### SELECTION

IMPACT Live!

Thank you for sharing, Sidney.  Your experiences resonated with me, especially in taking the deep dive into and the research into what we term as “elementary mathematics” in grad school, which I also found to be sophisticated and very interesting! I had also found the core ideas of elementary mathematics carrying into the courses that we call “mathematically intensive”.

I loved re-reading the article by Ball and colleagues on content knowledge for teaching, it brought back memories, thank you for sharing!  This is one of the seminal works on characterizing the mathematical knowledge for teaching and characterizing the components that encompass it.  It had been some time ago and it was nice to re-read this resource. I then recalled reading other researchers who had expanding on this seminal work, such as Hill and colleagues (citation below) who delved deeper on the model of “egg” used to model mathematical knowledge for teaching.  At the time In reading these works, they also helped be become a better teacher, by helping me reflect on my own practice.

Source:

Hill, H. C., Ball, D. L., & Schilling, S. G. (2008). Unpacking Pedagogical Content Knowledge: Conceptualizing and Measuring Teachers’ Topic-Specific Knowledge of Students. Journal for Research in Mathematics Education, 39(4), 372-400.

I do NOT, at least now, teach the way I was taught. 

I had always been successful in math classes which were pretty exclusively taught in "traditional" ways. I was good at memorizing and applying formulas. I was able to extrapolate my learning into different and tangential areas of mathematics. 

However, after becoming a middle school math teacher and teaching the way I had been taught, I began getting peppered by my students about the why behind the formulas. I realized that I didn't actually have much genuine  understanding of the very ideas I was professing. 

I began working to wrap my mind around why all of the formulas we used genuinely make sense. The formula for the surface area of a pyramid

(SA =.5*slant height*perimeter of the base + area of the base) was the first one I went after. I became really obsessive about making sure I could help the students see why everything made sense.

This odyssey was given additional steam when, during my phd program, I was asked to teach math for elementary school teachers. I had to take a really deep dive into elementary school math. Elementary school math is far more interesting and sophisticated than we give it credit for. The deep dive into the "basics" has had a profound impact on how I teach college mathematics. My studies around fractions impacts the way I think about and teach rational functions. My work with division, partial quotients in particular, impact how I think about and teach division of polynomials and factoring higher degree polynomials. These are just a couple of examples, but ultimately studying elementary school math has significantly enhanced my teaching of college mathematics. 

From a more researchy perspective, my experience points towards what Ball calls "Mathematical Knowledge for Teaching." The knowledge to teach math is so much more robust than simply I know how to do some math. Do I know how to make the math accessible to students (especially students who have different backgrounds, cultures, experiences from me)? Do I know what students learned before they got to me and do I know the math they're taking after me so I can situate their learning in a broader context? 

Loewenberg Ball, D., Thames, M. H., & Phelps, G. (2008). Content Knowledge for Teaching: What Makes It Special? Journal of Teacher Education, 59(5), 389-407. https://doi.org/10.1177/0022487108324554

Thank you for sharing, Jillian.  My journey started somewhere similarly!  I did teach as I was taught, and in my early career I tried to emulate the teachers who I thought did an amazing job at teaching, which at the time meant to me to be the best "sage on a stage".

######

- **PROBLEMS**:
**1.** Please say whether each statement agrees with the math teaching thread, answering yes or no and quoting the words that decide it. (a) One poster names the surface area formula of a pyramid as the first formula they set out to understand. (b) The 2008 article by Hill, Ball, and Schilling appeared in the Journal of Teacher Education. (c) One poster says work with partial quotients affects how they teach division of polynomials.
**2.** Resume the math teaching thread after its final sentence, carrying on the reply to Jillian.
The items after this point come from a different source than the math teaching thread.

### RECORD LIST

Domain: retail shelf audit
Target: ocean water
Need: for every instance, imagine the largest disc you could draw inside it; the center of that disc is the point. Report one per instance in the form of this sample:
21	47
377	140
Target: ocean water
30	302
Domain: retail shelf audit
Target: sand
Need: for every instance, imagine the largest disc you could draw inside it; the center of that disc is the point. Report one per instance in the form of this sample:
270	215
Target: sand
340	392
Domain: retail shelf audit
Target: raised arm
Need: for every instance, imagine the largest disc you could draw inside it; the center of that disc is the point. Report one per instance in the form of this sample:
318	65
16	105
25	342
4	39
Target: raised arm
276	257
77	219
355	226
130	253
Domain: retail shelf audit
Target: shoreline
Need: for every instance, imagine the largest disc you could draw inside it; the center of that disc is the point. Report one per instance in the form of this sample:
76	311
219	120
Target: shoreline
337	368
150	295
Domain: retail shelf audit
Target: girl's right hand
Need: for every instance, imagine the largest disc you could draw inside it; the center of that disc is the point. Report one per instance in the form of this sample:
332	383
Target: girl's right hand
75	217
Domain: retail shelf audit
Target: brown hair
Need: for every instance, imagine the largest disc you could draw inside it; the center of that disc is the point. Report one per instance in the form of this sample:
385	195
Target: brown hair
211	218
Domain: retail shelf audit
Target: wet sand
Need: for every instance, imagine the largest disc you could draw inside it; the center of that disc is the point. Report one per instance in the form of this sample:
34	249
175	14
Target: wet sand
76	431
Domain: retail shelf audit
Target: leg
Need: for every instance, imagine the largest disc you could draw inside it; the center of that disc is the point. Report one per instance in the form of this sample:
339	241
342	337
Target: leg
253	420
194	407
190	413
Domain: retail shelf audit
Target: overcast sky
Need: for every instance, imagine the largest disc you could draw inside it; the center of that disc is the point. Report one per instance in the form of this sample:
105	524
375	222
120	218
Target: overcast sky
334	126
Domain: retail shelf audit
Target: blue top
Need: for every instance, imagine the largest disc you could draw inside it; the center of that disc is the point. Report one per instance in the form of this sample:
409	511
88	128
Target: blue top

######

- **RESPONSES FOR EACH TASK**:
**1.**
(a) Yes: "The formula for the surface area of a pyramid" … "was the first one I went after."
(b) No: "Journal for Research in Mathematics Education, 39(4), 372-400."
(c) Yes: "My work with division, partial quotients in particular, impact how I think about and teach division of polynomials"

**2.**
I think I became reasonably good as lecturer/"sage on a stage".  But about 10 years into teaching, I felt something was missing, and it really bothered me why all my students weren't successful!  I couldn't identify what core issue was and so I concluded there must be some gap in my teaching. That was beginning of my journey toward using research to informing my teaching.

In searching for that answer, the first resource I had picked up was "The Teaching Gap", and that set me on path of a complete revision of my teaching practice over the years. That research awakened me to the possibility of one, there are different ways to teach, as seen from examples of the three countries discussed, and two, that students can be active participants in their learning (and that students can be thinking about mathematics concepts differently - and correctly -  than me), and three, that teaching should not be a craft done in isolation.  This book completely changed my perspective, and thus began my journey toward becoming a better teacher using research to support student learning.

In addition to the "Teaching Gap" and "Knowing and Teaching Elementary Mathematics" (cited below) two of the seminal articles that personally helped revolutionize my support of student learning were Carlson and colleagues' article on co-variational reasoning and Thompson and Saldanha's article on multiplicative reasoning (citations below), as these were mathematical ideas I had not considered or thought of at the time.  However, by me being now able to formatively assess in real time how students are thinking about a mathematical concept that involve these mathematical ideas, I have been able to better support their ways of thinking in the process of active learning.  Currently my teaching involves hands on activities on using active learning strategies, and I also use projects as a key component in my courses.

Sources:

Carlson, M. P., Jacobs, S., Coe, E. E., Larsen, S., & Hsu, E. (2002). Applying covariational reasoning while modeling dynamic events: A framework and a study. Journal for Research in Mathematics Education, 33(5), 352-378. 

Ma, L. (1999). Knowing and Teaching Elementary Mathematics. Mahwah, New Jersey: Lawrence Erlbaum Associates.

Thompson, P. W., & Saldanha, L. (2003). Fractions and multiplicative reasoning. In J. Kilpatrick, G. Martin & D. Schifter (Eds.), Research companion to the Principles and Standards for School Mathematics (pp. 95-114). Reston, VA: National Council of Teachers of Mathematics.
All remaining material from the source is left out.